### INPUT ROWS

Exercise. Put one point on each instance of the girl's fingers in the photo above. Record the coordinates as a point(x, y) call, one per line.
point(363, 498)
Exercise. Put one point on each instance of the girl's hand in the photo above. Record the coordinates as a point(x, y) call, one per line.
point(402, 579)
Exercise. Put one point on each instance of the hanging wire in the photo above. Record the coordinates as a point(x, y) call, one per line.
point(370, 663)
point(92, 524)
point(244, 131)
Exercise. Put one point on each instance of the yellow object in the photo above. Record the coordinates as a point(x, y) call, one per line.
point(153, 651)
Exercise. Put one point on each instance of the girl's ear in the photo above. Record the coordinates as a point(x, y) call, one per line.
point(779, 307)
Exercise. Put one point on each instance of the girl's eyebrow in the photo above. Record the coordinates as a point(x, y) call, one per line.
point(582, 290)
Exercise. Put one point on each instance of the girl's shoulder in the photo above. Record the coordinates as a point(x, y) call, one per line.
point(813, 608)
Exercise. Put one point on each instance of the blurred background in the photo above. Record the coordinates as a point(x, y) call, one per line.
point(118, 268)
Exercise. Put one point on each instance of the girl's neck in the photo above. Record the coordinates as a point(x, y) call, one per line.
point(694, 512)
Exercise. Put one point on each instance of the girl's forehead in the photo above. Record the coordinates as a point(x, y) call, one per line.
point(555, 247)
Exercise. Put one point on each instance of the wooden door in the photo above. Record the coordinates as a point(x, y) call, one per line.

######

● CHALLENGE: Copy each record from above without leaving any out.

● SOLUTION TO THIS TASK:
Exercise. Put one point on each instance of the girl's fingers in the photo above. Record the coordinates as a point(x, y) call, one per line.
point(363, 498)
Exercise. Put one point on each instance of the girl's hand in the photo above. Record the coordinates as a point(x, y) call, one per line.
point(402, 579)
Exercise. Put one point on each instance of the hanging wire in the photo above. Record the coordinates as a point(x, y) call, one per line.
point(370, 663)
point(92, 524)
point(244, 131)
Exercise. Put one point on each instance of the yellow object in the photo above. Record the coordinates as a point(x, y) call, one per line.
point(153, 651)
Exercise. Put one point on each instance of the girl's ear in the photo above. Record the coordinates as a point(x, y) call, one per line.
point(779, 307)
Exercise. Put one point on each instance of the girl's eyebrow in the photo above. Record the coordinates as a point(x, y) call, one per line.
point(582, 290)
Exercise. Put one point on each instance of the girl's shoulder in the photo above. Record the coordinates as a point(x, y) call, one per line.
point(813, 608)
Exercise. Put one point on each instance of the blurred background in the photo above. Record the coordinates as a point(x, y) call, one per line.
point(118, 268)
Exercise. Put one point on each instance of the girl's neck in the photo above. Record the coordinates as a point(x, y) call, one per line.
point(694, 512)
Exercise. Put one point on each instance of the girl's forehead in the photo above. Record the coordinates as a point(x, y) call, one per line.
point(555, 247)
Exercise. Put one point on each instance of the wooden door in the photo above. Record the coordinates as a point(x, y) call, one per line.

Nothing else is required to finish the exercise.